• CONSIGNE ÉCRITE A: Mettez sous forme de tableau Markdown la partie des entrées qui commence à la ligne contenant « Each <instance> block » et finit à la ligne contenant « 343L233 357L239 365L268 », ces deux lignes comprises. Prenez deux colonnes, N° pour le numéro de ligne et Contenu pour la ligne elle-même, et sautez les lignes vides.

=== EXTRAIT À LIRE ===

Libraire à Folies d’encre, à Montreuil (93), Antonin Bonnet raconte son métier au quotidien. Entre passion de la lecture, manutention et tout le travail effectué autour des livres. Plongée au cœur d’une profession qui mêle gestion, échange d’idées et contacts humains.

Folies d’encre à Montreuil, en Seine-Saint-Denis, une librairie qui, bien que située au-delà du périphérique, a su s’imposer dans le milieu parisien. Née il y a 44 ans, devenue aujourd’hui une institution, elle est la première librairie généraliste indépendante à avoir été créée dans le 9-3. L’organisation de rencontres avec des auteurs et des personnalités – Mona Chollet, Amélie Nothomb, Christiane Taubira ou même François Hollande – lui confère une notoriété de librairie engagée comme le suggère son adresse, avenue de la Résistance. En témoignent les rayonnages avec un large choix d’ouvrages sur les problématiques sociétales. L’évènement de la veille est encore à l’affiche : l’accueil de l’historien Patrick Boucheron, spécialiste du Moyen Âge, qui présentait son dernier livre Libertés urbaines (CNRS éditions). « J’anime les rencontres avec le public. Ça implique de lire l’ouvrage, de connaître l’auteur, mais ce n’est pas un travail de journaliste », note Antonin Bonnet, « on assure la promotion et il n’y a pas de questions pièges ».

Antonin le libraire est arrivé au métier par des détours inattendus. Inscrit à la fac en philo, puis en histoire, il a tenté de concilier études et travail. « Ce n’était pas tenable. J’ai fait plein de métiers : sondages, vendanges, débardage dans la forêt, technicien de surface… Ensuite, durant plusieurs années, j’ai effectué des remplacements comme concierge. À un moment donné, je me suis inscrit à Pôle emploi. En raison de mon goût pour la lecture, on me conseille un brevet d’apprentissage de libraire. C’est ainsi qu’en 2015, j’ai 25 ans, je postule comme apprenti chez Folies d’encre ». Après deux ans d’apprentissage et l’obtention de son diplôme en 2017, le jeune homme est embauché.

=== DONNÉES AFFICHÉES ===

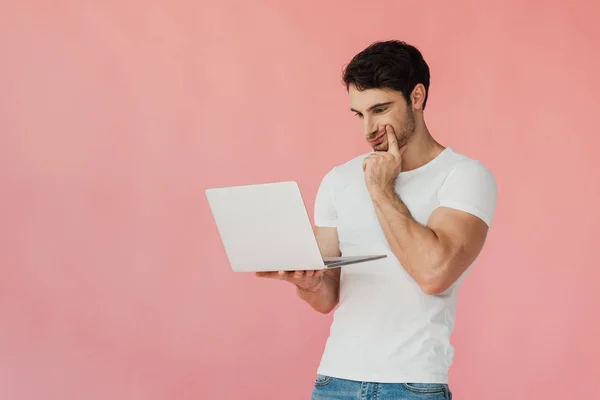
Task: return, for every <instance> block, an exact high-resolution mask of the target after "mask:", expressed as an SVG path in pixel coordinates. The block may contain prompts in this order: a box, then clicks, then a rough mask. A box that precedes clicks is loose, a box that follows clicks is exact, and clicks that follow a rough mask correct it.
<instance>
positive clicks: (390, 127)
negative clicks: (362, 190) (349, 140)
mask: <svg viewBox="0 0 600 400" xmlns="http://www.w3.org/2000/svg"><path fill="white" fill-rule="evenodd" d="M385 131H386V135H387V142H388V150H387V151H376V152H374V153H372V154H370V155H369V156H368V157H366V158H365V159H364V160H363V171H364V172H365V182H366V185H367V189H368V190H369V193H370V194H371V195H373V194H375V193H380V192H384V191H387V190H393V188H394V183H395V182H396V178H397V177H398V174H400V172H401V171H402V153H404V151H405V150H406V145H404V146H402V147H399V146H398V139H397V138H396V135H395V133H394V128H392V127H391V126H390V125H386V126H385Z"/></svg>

===
=== DONNÉES AFFICHÉES ===

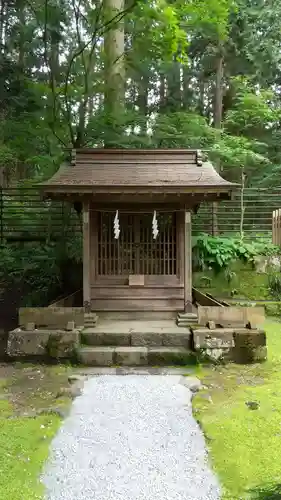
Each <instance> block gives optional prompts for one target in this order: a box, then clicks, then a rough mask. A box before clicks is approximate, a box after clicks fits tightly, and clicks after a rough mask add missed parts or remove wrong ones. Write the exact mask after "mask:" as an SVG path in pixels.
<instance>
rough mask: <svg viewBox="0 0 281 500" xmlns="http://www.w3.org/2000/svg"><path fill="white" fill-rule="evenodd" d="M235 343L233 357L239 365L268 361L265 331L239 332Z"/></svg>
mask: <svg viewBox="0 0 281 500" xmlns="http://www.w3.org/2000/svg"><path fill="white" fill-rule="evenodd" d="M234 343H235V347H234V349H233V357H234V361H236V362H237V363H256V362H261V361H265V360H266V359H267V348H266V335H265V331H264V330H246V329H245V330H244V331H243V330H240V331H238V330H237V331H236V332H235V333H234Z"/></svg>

===
=== DONNÉES AFFICHÉES ===

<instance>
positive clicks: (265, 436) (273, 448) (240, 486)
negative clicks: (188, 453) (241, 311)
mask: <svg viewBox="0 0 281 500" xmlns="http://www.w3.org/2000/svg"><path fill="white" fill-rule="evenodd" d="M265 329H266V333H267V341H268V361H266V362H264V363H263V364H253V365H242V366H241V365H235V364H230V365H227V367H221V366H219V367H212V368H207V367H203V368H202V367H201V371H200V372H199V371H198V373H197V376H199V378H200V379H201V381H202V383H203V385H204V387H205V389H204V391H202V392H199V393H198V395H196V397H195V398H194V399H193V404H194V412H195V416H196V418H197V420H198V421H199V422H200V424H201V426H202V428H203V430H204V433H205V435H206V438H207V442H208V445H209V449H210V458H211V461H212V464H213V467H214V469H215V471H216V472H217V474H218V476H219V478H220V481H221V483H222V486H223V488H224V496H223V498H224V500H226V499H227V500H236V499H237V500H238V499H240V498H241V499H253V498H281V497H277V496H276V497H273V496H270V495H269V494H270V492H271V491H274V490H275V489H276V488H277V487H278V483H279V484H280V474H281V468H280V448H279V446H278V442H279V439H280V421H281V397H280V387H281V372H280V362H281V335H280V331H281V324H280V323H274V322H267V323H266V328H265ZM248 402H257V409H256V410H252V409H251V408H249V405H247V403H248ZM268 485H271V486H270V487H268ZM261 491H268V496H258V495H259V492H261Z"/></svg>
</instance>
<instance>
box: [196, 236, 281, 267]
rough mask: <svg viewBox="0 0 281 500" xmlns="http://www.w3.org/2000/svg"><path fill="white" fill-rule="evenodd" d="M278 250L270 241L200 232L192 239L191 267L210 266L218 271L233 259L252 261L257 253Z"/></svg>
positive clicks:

===

• CONSIGNE ÉCRITE B: Pour chaque affirmation sur l'extrait consacré à la librairie Folies d'encre, répondez oui ou non, puis citez les mots du texte qui tranchent : (i) la librairie a été créée il y a 44 ans ; (ii) Antonin Bonnet a posé sa candidature comme apprenti en 2017 ; (iii) la librairie se trouve avenue de la Résistance.

• RÉPONSE A:
| N° | Contenu |
|---|---|
| 1 | Each <instance> block gives optional prompts for one target in this order: a box, then clicks, then a rough mask. A box before clicks is approximate, a box after clicks fits tightly, and clicks after a rough mask add missed parts or remove wrong ones. Write the exact mask after "mask:" as an SVG path in pixels. |
| 2 | <instance> |
| 3 | rough mask: <svg viewBox="0 0 281 500" xmlns="http://www.w3.org/2000/svg"><path fill="white" fill-rule="evenodd" d="M235 343L233 357L239 365L268 361L265 331L239 332Z"/></svg> |

• RÉPONSE B:
(i) Oui : « Née il y a 44 ans ».
(ii) Non : « en 2015, j’ai 25 ans, je postule comme apprenti chez Folies d’encre ».
(iii) Oui : « son adresse, avenue de la Résistance ».